What you should do>
Of the records that follow, copy only the lines from the line containing "Q: Mark a point on every instance of the car hood" to the line containing "Q: Mark a point on every instance of the silver", both included, exactly as written.

Natural-language object grounding data>
######

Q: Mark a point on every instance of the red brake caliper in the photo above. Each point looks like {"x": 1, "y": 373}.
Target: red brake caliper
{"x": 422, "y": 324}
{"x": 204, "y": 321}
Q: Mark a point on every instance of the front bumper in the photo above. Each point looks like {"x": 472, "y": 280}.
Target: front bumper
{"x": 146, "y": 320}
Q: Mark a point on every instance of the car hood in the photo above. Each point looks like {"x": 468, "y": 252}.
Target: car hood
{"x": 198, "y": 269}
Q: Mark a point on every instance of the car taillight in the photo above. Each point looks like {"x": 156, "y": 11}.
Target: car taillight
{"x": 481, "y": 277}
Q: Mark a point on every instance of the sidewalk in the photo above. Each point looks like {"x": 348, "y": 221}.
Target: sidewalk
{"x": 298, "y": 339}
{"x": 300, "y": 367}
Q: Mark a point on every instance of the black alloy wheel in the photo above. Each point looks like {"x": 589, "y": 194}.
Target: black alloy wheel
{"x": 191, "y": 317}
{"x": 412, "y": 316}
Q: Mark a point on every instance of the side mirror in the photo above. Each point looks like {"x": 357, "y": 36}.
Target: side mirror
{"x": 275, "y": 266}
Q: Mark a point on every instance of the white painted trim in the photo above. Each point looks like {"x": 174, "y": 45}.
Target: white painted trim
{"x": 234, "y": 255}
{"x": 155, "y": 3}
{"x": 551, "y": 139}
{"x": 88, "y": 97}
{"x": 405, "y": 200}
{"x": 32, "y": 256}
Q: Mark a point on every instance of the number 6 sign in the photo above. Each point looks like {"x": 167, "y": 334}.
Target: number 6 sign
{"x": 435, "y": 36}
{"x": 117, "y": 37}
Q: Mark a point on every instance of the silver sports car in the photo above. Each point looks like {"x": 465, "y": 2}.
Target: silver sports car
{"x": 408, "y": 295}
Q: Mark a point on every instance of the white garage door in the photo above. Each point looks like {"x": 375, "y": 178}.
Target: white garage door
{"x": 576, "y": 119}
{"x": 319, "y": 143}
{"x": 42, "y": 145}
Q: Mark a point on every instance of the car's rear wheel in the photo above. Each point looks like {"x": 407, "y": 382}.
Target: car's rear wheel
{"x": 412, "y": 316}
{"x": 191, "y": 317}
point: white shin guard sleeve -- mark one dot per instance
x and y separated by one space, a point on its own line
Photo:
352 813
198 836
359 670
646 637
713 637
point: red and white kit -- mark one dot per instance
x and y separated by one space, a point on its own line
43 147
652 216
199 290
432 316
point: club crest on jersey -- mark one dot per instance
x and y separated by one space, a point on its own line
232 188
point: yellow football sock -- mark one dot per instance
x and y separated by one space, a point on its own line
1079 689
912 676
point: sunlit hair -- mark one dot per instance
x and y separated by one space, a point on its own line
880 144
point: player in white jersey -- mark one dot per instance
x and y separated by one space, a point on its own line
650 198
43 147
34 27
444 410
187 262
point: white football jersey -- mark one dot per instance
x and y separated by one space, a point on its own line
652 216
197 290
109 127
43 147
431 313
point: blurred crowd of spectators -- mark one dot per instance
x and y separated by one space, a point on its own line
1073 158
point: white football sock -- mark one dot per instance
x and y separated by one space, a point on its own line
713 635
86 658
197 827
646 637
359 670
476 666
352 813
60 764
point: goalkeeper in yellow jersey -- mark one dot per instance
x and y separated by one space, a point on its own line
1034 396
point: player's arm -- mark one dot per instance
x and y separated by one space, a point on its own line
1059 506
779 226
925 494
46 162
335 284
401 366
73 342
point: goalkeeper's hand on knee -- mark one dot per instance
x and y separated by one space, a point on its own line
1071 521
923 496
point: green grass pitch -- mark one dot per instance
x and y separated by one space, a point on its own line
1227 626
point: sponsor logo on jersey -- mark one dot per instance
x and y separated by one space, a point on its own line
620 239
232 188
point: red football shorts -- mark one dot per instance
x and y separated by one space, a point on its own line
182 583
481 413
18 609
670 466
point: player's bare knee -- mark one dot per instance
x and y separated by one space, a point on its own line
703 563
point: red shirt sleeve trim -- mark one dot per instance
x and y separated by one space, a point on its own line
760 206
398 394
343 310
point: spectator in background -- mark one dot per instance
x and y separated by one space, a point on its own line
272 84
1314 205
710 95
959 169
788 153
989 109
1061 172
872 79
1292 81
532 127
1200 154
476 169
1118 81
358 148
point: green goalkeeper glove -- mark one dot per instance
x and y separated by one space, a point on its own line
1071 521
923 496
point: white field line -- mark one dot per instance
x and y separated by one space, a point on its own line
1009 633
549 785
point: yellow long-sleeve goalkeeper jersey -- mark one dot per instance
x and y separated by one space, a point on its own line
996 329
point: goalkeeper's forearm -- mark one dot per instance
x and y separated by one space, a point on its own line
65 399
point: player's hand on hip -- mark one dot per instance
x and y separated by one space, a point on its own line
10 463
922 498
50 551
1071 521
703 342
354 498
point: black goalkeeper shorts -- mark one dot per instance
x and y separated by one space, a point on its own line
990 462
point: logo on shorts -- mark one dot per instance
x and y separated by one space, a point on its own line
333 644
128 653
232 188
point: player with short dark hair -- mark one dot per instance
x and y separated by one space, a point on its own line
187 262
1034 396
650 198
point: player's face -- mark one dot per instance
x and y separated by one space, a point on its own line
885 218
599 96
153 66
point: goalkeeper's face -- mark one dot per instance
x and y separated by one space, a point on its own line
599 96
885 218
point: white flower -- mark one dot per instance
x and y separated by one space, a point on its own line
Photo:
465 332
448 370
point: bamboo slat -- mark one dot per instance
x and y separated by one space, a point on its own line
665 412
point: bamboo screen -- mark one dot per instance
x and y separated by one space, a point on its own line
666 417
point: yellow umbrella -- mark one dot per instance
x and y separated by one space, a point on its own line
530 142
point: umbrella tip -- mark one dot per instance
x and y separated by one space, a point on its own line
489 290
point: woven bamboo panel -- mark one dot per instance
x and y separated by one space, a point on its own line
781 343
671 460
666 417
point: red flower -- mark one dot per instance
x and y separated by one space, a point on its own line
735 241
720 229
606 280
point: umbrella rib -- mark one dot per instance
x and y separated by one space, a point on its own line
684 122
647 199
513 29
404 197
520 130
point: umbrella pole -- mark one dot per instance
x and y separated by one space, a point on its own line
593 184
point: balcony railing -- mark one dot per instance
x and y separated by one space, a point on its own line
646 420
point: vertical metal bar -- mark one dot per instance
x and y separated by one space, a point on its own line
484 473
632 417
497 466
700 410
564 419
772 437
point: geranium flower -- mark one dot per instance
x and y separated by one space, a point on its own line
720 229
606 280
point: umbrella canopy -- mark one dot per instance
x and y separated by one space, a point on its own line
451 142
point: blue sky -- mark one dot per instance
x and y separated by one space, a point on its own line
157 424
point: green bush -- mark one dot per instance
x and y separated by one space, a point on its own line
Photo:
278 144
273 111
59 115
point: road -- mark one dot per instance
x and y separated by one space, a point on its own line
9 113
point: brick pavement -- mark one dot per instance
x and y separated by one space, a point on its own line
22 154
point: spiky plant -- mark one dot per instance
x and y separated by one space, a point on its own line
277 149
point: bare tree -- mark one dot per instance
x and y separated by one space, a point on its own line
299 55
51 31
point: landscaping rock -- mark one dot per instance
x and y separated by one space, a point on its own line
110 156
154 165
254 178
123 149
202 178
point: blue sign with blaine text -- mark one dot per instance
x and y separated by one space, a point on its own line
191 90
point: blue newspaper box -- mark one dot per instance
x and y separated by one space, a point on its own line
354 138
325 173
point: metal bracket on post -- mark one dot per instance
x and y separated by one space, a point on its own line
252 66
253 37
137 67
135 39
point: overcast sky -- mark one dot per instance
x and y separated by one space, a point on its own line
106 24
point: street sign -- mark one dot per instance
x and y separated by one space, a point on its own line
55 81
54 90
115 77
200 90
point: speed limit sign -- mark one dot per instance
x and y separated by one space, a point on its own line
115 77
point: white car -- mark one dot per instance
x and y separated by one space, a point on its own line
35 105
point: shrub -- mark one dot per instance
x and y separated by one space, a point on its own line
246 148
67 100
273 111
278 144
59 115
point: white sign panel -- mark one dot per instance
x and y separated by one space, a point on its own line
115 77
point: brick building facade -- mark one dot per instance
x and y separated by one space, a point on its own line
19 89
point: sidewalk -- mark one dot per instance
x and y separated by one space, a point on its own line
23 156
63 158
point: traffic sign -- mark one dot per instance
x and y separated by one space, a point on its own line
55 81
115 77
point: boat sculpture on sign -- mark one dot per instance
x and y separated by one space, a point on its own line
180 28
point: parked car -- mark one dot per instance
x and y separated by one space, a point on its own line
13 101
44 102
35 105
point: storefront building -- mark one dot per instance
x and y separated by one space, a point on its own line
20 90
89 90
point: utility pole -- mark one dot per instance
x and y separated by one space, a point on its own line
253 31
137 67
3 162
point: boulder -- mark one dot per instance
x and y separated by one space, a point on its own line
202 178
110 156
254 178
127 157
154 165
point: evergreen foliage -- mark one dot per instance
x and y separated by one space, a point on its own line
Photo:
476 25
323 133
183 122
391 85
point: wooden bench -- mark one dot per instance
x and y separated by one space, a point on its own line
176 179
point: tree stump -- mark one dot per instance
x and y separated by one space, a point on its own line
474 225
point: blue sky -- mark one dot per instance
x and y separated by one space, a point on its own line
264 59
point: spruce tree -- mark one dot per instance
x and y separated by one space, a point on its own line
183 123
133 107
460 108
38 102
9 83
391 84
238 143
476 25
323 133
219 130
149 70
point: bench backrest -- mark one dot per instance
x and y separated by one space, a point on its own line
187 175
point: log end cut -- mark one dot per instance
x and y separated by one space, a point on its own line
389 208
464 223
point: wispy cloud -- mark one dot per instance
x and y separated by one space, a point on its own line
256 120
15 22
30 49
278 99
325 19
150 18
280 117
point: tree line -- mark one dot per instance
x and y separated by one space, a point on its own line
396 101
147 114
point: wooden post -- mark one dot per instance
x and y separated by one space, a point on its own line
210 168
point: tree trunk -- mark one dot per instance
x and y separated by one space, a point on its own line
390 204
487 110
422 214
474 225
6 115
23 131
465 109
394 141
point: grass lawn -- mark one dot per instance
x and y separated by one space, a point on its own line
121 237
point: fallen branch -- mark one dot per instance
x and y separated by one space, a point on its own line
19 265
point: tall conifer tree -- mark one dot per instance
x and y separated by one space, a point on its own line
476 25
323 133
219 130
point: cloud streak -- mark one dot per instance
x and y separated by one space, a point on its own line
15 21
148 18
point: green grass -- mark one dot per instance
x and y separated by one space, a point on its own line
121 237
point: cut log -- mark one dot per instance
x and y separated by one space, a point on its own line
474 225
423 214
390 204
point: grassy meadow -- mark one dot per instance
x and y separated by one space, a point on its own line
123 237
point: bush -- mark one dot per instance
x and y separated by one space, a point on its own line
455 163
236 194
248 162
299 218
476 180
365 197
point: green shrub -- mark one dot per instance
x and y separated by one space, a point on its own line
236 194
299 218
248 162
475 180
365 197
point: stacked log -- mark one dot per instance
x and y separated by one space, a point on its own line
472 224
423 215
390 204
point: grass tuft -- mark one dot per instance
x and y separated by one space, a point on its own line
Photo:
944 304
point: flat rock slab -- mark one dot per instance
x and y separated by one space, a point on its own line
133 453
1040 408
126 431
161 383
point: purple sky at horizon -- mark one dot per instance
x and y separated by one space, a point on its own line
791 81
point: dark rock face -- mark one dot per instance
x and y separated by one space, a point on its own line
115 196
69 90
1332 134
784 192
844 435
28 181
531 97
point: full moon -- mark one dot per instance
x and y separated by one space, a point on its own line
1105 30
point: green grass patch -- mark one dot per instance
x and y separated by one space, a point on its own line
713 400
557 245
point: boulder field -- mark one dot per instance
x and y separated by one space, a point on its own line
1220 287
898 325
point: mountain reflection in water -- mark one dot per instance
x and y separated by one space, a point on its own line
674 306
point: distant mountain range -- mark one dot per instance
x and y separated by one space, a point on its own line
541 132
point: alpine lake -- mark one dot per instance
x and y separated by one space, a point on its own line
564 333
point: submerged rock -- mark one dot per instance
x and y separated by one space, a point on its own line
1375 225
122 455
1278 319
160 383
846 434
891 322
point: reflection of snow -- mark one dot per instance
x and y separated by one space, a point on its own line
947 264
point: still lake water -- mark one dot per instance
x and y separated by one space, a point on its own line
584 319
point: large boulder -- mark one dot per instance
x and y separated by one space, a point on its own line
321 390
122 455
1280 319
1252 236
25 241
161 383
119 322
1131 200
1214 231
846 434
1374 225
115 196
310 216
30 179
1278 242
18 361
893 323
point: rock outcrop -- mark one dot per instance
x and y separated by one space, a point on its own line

######

Exercise output>
Q: Mark a point on every instance of the car hood in the photo above. Each point looks like {"x": 468, "y": 252}.
Target: car hood
{"x": 198, "y": 269}
Q: Mark a point on every instance of the car taillight in the photo above. Each point looks like {"x": 156, "y": 11}.
Target: car taillight
{"x": 481, "y": 277}
Q: Mark a point on every instance of the sidewalk in the photo above. Each point looks like {"x": 348, "y": 221}.
Target: sidewalk
{"x": 298, "y": 339}
{"x": 300, "y": 367}
Q: Mark a point on every instance of the black alloy wheel in the photo above. Each point looks like {"x": 589, "y": 194}.
Target: black alloy wheel
{"x": 191, "y": 317}
{"x": 412, "y": 316}
Q: Mark a point on every instance of the side mirror in the photo above. Each point looks like {"x": 357, "y": 36}.
Target: side mirror
{"x": 275, "y": 266}
Q: Mark a point on every instance of the white painted trim in the photo above. Each point looks like {"x": 174, "y": 45}.
Target: white painted trim
{"x": 234, "y": 255}
{"x": 155, "y": 3}
{"x": 551, "y": 139}
{"x": 88, "y": 97}
{"x": 405, "y": 200}
{"x": 32, "y": 256}
Q: Mark a point on every instance of the number 6 sign in the photo above. Each point looks like {"x": 167, "y": 334}.
Target: number 6 sign
{"x": 435, "y": 36}
{"x": 117, "y": 37}
Q: Mark a point on every instance of the silver sports car in the photo above. Each point looks like {"x": 465, "y": 2}.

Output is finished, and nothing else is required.